Start of Passage

Europe’s Stoxx 600 index rose 0.7 per cent on Monday to hit new all-time highs, while the UK’s FTSE 100 rose 1 per cent led by economically sensitive stocks including banks and energy groups. London-listed lender HSBC gained 1 per cent after it reported second-quarter figures that easily beat analysts’ expectations.
The gains came after the China Securities Regulatory Commission, Beijing’s market regulator, called on Sunday for closer co-operation with Washington, stressing the country’s efforts to improve transparency and predictability after a crackdown on tutoring groups obliterated the market value of the $100bn sector’s biggest companies.
Chinese listings in the US have become a geopolitical flashpoint as Beijing has sought to exert greater control over the country’s powerful tech sector. The US Securities and Exchange Commission said on Friday that Chinese groups that sought to sell shares in America would be subject to stricter disclosures.
Shares in China rebounded after their worst month in almost three years, with China’s CSI 300 benchmark of Shanghai- and Shenzhen-listed blue-chips rose 2.6 per cent on Monday, while Hong Kong’s Hang Seng index added 1.1 per cent. The city’s Hang Seng Tech index, which tracks big internet groups including Tencent and Alibaba, reversed early losses to rise 1 per cent. Futures tracking Wall Street’s benchmark S&P 500 index climbed 0.6 per cent.
Last month, China’s cyber-security regulator announced plans to review all foreign listings by companies with data on more than 1m users after top leaders in Beijing called for an overhaul of how the country regulates initial public offerings in the US. The crackdown came just days after the $4.4bn listing of ride-hailing group Didi Chuxing.

End of Passage
Start of Entries shown

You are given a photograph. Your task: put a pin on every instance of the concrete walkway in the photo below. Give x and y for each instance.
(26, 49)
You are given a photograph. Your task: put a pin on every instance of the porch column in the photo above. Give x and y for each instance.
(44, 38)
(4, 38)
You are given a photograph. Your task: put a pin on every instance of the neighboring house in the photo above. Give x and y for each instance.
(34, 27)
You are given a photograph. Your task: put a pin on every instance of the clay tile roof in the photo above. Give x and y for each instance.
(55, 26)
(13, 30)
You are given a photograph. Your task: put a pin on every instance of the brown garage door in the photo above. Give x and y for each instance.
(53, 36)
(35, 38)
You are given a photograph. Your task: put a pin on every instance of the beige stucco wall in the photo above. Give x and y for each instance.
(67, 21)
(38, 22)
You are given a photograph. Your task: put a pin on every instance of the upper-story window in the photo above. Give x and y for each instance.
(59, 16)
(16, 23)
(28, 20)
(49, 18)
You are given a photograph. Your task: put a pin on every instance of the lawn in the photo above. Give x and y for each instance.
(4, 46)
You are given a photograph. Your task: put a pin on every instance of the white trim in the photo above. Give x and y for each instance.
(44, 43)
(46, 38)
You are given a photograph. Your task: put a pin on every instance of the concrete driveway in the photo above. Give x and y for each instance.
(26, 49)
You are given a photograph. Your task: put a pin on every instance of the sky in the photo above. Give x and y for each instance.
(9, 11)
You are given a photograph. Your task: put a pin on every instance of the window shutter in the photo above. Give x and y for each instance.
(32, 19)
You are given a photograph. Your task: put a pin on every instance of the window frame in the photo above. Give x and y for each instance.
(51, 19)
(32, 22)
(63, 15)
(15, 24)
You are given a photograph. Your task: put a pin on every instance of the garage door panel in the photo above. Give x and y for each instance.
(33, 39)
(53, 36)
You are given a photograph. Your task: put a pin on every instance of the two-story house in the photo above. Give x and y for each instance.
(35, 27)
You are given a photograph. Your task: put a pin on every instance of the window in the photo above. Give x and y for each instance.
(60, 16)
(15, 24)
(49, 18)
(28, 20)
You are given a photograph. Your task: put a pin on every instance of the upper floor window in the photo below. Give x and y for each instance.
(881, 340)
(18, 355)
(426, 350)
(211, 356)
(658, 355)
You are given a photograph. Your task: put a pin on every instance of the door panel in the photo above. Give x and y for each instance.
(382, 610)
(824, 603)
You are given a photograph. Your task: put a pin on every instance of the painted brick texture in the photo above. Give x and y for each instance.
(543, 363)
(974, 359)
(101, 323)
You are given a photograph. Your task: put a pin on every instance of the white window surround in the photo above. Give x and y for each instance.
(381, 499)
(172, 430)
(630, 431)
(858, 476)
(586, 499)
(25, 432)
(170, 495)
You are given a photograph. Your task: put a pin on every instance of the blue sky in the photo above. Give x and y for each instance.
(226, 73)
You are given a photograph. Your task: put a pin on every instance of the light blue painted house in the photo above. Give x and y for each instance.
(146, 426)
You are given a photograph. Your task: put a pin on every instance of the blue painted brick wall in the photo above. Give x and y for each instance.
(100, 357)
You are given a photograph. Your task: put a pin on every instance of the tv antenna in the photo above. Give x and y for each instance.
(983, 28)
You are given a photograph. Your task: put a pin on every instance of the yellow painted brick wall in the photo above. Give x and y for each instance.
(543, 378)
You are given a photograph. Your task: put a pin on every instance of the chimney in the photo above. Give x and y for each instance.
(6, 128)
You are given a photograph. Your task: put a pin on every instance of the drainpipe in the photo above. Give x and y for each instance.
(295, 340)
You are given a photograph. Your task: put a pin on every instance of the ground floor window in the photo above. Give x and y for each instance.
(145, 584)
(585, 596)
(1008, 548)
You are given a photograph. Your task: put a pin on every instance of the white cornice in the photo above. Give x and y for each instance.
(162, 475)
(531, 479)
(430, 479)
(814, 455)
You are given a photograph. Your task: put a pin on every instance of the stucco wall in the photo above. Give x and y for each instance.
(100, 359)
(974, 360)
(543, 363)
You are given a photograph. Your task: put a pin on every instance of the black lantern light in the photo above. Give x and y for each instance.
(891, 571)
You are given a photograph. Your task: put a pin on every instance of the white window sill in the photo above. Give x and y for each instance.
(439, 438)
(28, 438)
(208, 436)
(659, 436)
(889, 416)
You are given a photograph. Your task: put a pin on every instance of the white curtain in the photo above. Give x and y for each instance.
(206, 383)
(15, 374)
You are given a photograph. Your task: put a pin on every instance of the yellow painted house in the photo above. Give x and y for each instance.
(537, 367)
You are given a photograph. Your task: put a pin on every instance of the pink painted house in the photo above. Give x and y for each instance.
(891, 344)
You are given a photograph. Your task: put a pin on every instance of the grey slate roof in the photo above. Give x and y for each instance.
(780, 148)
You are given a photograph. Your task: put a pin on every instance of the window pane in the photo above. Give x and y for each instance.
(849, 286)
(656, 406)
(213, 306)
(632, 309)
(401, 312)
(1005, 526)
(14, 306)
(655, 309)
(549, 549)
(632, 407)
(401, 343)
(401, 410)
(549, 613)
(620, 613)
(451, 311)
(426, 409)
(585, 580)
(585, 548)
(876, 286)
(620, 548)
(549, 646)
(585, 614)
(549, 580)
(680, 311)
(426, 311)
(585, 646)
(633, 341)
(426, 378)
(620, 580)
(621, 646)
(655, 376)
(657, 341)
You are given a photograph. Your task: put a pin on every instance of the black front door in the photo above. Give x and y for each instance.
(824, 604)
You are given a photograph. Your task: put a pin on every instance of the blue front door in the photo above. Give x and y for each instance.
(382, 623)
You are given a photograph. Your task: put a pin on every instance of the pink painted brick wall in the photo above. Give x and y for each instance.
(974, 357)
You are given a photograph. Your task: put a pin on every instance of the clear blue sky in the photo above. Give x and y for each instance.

End of Entries shown

Your task =>
Condense the paragraph of the market passage that begins "Europe’s Stoxx 600 index" into a short bulleted list that keeps its main facts. The listing comes from a source separate from the market passage.

Reply =>
- Europe’s Stoxx 600 rose 0.7 percent on Monday to new all-time highs.
- The UK’s FTSE 100 gained 1 percent, led by economically sensitive stocks such as banks and energy groups.
- HSBC rose 1 percent after second-quarter figures that easily beat analysts’ expectations.